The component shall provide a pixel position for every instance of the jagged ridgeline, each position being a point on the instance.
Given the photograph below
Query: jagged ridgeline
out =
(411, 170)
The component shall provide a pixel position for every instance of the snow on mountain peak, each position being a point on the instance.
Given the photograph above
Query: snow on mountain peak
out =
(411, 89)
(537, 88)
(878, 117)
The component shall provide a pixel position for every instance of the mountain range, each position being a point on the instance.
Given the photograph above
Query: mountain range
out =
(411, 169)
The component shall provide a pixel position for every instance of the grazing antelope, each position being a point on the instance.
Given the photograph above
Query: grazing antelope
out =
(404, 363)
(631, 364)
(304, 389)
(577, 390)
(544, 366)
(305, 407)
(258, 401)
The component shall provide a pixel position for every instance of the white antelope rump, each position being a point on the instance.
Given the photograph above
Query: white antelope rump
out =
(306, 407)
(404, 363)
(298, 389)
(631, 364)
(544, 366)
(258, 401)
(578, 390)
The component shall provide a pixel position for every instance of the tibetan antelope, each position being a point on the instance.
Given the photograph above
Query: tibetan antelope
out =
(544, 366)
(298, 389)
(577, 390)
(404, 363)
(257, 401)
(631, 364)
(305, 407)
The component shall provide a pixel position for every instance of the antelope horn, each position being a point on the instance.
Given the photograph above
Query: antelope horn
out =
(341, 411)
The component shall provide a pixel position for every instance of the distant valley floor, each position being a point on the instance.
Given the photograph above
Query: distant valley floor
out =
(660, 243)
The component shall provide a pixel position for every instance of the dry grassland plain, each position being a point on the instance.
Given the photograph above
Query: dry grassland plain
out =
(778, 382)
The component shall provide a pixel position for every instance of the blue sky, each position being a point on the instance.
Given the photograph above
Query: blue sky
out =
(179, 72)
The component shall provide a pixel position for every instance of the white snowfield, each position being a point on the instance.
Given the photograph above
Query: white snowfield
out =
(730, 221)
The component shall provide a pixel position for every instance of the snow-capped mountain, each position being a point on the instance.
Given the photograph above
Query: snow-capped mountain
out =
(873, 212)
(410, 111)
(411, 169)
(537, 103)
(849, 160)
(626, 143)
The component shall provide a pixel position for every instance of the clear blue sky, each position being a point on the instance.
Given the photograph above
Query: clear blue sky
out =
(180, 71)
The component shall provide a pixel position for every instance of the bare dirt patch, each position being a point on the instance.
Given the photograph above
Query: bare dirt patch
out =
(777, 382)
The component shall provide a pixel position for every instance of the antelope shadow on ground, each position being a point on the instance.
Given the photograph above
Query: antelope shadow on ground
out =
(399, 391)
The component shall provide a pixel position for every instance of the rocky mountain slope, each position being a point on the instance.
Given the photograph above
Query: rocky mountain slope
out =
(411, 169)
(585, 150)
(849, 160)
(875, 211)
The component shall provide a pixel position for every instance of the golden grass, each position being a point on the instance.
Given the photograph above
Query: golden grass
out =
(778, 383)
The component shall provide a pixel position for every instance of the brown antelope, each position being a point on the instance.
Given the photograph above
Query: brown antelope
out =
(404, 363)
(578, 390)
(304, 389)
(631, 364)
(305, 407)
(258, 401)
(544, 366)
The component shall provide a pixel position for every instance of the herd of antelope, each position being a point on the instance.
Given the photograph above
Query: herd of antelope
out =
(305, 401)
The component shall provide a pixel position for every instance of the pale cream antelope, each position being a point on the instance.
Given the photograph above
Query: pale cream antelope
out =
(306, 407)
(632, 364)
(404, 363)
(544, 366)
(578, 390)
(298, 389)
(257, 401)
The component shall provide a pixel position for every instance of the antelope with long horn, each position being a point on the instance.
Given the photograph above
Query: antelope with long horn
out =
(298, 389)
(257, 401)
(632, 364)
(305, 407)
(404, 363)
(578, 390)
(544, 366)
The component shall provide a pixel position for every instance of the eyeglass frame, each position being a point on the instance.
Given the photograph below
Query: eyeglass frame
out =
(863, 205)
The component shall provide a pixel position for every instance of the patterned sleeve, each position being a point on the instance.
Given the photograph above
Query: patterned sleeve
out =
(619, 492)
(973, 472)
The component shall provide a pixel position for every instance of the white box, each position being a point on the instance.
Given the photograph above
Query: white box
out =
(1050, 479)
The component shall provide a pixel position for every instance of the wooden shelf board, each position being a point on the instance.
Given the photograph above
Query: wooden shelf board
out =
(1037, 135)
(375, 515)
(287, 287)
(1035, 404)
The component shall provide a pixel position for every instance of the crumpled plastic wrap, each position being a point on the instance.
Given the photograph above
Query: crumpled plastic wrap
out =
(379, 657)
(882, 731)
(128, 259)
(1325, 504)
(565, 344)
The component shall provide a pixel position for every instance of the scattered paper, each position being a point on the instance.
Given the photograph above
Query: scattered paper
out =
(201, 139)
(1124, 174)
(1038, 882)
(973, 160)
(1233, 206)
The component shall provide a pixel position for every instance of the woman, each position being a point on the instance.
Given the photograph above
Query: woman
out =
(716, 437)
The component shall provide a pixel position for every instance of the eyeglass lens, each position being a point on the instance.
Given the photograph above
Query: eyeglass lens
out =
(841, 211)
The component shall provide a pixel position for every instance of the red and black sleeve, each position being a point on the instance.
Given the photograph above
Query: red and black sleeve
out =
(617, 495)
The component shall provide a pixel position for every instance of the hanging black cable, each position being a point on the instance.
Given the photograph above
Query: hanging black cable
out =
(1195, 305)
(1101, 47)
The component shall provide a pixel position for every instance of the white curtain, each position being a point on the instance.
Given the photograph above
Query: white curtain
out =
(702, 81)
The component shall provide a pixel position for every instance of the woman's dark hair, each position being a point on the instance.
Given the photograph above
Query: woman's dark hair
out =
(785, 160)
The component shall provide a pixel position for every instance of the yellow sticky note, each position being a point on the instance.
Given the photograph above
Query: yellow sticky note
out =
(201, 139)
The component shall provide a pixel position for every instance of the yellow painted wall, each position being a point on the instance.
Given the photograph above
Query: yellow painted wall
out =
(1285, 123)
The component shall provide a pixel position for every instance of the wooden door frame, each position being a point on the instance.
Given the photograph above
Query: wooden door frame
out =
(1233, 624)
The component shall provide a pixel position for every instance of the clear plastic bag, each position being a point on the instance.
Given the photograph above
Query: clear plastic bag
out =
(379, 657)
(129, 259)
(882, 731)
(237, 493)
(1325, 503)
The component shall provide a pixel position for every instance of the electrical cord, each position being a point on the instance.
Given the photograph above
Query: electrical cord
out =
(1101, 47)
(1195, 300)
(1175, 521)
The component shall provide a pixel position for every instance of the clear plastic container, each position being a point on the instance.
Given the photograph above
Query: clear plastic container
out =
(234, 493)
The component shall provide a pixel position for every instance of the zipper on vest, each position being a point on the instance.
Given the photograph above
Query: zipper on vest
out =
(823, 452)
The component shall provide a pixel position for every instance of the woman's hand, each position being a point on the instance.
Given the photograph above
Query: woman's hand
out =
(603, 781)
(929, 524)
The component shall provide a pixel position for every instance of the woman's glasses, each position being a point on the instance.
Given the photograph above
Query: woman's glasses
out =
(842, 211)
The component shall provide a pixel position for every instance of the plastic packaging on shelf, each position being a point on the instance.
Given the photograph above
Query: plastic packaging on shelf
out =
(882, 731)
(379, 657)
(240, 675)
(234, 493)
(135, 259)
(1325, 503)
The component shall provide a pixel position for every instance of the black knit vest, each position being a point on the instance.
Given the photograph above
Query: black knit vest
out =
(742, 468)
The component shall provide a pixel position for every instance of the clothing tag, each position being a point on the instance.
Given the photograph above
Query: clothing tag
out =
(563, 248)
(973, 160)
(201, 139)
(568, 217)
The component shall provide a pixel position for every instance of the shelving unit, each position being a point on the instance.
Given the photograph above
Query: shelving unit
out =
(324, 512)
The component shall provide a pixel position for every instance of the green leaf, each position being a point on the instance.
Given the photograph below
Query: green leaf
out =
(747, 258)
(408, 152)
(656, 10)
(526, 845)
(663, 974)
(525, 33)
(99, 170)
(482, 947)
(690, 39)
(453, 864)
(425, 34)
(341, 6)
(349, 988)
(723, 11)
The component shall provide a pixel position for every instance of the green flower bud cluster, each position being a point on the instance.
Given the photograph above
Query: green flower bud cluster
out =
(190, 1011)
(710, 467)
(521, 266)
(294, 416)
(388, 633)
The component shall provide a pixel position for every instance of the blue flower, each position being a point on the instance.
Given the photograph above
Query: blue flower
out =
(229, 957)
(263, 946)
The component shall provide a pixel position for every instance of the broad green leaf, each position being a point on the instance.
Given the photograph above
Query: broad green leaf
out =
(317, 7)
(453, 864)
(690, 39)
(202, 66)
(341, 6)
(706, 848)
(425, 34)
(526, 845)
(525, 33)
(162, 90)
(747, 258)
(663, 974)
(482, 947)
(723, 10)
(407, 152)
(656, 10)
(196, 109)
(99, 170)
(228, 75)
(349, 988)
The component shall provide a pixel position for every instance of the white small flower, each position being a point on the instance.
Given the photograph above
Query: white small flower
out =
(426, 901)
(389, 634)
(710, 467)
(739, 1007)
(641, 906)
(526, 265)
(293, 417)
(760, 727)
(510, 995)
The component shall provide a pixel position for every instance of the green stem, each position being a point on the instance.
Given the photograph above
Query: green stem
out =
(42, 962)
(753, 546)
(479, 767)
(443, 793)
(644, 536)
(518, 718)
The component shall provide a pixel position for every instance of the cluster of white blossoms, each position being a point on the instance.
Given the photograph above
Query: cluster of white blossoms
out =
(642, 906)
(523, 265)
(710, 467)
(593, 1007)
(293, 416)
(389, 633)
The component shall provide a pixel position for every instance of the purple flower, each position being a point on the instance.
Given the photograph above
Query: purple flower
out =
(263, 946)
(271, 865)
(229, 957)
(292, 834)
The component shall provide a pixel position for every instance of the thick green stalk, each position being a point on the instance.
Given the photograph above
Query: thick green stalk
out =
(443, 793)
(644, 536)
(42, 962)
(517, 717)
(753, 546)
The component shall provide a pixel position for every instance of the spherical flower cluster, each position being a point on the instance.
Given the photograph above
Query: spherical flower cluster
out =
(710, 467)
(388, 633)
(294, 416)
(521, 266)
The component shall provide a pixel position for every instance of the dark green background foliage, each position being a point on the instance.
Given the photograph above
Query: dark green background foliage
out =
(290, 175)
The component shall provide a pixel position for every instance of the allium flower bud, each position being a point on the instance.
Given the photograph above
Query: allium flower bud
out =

Short problem >>
In the entries above, find the line containing "of the thick". Set down that line and every line after it through the last one, exactly and alone.

Task output >>
The component shall provide a pixel position for every instance of the thick green stalk, each position being a point on the instance.
Given the photograph above
Query: thick green stalk
out =
(443, 793)
(644, 536)
(42, 962)
(517, 717)
(753, 546)
The component shall provide a pixel position for every instance of the spherical flower cluster, each position being a point on the instance.
Given the photograph above
Query: spherical flower cluster
out =
(710, 467)
(388, 633)
(294, 416)
(521, 266)
The component shall provide a pixel position for every instance of the dark green background foliage, each position being a point on the instance.
Given the photograph above
Query: dark green background foliage
out =
(290, 175)
The component shall provide a pixel position for every instance of the allium flower bud, each position being a point on the instance.
Given the photograph above
Query: allium flower bud
out =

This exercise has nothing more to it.